--- start of INPUT RECORDS ---

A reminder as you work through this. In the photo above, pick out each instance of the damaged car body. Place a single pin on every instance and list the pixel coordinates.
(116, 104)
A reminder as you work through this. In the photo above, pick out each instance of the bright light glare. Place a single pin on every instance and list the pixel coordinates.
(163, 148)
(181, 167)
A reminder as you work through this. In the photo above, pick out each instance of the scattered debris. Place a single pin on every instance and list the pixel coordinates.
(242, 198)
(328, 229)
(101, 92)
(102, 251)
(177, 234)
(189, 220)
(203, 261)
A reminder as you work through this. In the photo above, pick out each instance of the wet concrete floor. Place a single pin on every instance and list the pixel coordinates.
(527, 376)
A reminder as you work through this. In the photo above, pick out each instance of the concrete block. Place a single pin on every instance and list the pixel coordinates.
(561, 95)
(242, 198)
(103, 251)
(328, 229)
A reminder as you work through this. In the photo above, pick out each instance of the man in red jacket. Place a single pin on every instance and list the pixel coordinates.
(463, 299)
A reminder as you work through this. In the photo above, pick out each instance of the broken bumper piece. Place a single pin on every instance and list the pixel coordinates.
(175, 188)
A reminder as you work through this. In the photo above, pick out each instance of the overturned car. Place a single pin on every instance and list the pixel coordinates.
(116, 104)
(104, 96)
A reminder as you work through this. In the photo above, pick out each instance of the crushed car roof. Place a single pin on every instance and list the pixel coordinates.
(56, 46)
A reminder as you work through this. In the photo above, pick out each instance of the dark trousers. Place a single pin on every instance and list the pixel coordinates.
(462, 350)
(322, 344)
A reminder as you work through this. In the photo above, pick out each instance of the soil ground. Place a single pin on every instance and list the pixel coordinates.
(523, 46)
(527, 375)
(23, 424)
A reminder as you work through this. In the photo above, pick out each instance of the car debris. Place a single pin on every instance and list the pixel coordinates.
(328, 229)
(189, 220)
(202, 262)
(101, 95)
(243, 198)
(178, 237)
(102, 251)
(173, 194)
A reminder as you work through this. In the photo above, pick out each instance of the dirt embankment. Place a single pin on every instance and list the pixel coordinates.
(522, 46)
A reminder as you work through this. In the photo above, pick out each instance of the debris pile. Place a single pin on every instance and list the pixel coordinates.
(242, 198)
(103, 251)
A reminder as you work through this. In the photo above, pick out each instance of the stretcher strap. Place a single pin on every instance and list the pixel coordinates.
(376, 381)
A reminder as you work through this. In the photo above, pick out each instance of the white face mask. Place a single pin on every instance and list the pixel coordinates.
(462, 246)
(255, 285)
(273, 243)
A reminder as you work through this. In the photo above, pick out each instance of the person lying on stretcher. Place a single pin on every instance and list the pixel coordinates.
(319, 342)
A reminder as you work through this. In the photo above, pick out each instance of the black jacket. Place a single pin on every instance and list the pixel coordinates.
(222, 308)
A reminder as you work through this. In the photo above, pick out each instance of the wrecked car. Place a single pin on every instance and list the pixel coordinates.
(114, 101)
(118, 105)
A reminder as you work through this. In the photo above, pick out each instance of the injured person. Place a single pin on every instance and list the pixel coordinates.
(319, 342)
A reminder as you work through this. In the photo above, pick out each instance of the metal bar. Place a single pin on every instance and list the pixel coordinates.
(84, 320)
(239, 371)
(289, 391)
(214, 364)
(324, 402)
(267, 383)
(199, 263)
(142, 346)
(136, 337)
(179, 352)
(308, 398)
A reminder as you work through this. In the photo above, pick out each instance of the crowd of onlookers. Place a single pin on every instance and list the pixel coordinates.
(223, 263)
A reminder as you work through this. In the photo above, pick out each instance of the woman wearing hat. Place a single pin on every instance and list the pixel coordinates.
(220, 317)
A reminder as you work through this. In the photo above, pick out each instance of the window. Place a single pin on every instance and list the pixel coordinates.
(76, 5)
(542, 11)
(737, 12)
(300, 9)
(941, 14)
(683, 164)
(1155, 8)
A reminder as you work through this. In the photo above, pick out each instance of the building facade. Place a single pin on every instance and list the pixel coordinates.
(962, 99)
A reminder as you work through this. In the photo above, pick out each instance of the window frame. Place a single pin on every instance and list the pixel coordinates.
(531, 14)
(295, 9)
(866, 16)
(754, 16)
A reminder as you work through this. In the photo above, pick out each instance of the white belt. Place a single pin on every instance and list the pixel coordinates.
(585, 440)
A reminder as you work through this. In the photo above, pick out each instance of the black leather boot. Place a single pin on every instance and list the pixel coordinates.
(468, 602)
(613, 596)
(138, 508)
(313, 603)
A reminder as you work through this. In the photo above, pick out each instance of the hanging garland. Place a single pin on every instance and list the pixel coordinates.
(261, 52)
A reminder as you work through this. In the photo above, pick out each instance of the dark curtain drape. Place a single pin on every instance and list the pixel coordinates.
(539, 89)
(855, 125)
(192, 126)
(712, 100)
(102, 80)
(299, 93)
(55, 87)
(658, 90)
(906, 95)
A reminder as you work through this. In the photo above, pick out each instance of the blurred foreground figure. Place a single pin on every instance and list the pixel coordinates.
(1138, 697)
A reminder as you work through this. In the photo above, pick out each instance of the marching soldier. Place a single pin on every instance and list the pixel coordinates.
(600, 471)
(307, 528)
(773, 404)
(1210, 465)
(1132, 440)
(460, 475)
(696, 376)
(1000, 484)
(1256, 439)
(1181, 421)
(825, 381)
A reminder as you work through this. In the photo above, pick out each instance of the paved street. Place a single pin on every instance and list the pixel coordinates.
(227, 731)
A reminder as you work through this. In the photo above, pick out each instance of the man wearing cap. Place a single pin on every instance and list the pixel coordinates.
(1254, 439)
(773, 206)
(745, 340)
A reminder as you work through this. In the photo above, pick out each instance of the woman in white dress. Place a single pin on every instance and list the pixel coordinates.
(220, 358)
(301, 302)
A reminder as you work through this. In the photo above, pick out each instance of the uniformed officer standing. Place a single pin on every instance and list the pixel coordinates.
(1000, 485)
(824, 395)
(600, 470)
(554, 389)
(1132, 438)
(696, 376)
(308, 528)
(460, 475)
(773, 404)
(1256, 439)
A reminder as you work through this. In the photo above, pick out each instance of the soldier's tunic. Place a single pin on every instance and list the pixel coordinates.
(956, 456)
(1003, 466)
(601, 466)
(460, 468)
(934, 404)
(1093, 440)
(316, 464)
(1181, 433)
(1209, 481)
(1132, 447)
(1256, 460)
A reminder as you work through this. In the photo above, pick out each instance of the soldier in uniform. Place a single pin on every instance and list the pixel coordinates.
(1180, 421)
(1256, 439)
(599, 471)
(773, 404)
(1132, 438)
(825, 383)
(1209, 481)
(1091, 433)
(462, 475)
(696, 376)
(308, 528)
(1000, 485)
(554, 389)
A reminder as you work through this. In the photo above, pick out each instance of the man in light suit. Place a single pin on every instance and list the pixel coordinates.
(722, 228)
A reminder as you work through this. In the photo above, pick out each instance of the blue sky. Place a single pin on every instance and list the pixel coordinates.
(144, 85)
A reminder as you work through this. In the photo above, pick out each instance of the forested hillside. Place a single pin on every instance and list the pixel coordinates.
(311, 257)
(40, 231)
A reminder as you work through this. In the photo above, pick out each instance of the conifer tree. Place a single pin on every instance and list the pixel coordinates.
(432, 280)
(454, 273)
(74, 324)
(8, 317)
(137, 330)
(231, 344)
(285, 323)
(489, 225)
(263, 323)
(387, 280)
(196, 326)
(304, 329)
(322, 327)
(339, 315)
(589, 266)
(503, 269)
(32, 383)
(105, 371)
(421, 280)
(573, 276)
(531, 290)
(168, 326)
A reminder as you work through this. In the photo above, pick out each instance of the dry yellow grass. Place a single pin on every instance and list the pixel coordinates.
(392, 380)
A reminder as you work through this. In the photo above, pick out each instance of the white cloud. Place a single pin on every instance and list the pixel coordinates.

--- end of INPUT RECORDS ---

**REQUIREMENT:** In the entries above, take the line containing "of the blue" and each later line through the last, and repeat them exactly. Output nothing else.

**ANSWER TO THIS PROBLEM:**
A reminder as you work through this. In the photo above, pick out each instance of the blue sky. Place a single pin on every instance and list the pixel coordinates.
(144, 85)
A reminder as you work through this. In the photo above, pick out each instance of the forested hillside. Place a single pin on every instance and list the pixel coordinates.
(311, 257)
(40, 231)
A reminder as you work through this. In the photo above, pick out each instance of the conifer tree. Place a single pin on every instance and list the pixel coordinates.
(432, 280)
(454, 273)
(74, 324)
(8, 317)
(137, 330)
(231, 344)
(285, 323)
(489, 225)
(263, 323)
(387, 280)
(196, 326)
(304, 329)
(322, 327)
(339, 315)
(589, 266)
(503, 269)
(32, 383)
(105, 371)
(421, 280)
(573, 276)
(531, 290)
(168, 326)
A reminder as you work through this. In the photo above, pick out each instance of the dry yellow grass. Place a single pin on every instance and list the pixel coordinates.
(392, 380)
A reminder as you work through this. In the photo above, pick out each instance of the white cloud. Place a single pin on every instance and list the pixel coordinates.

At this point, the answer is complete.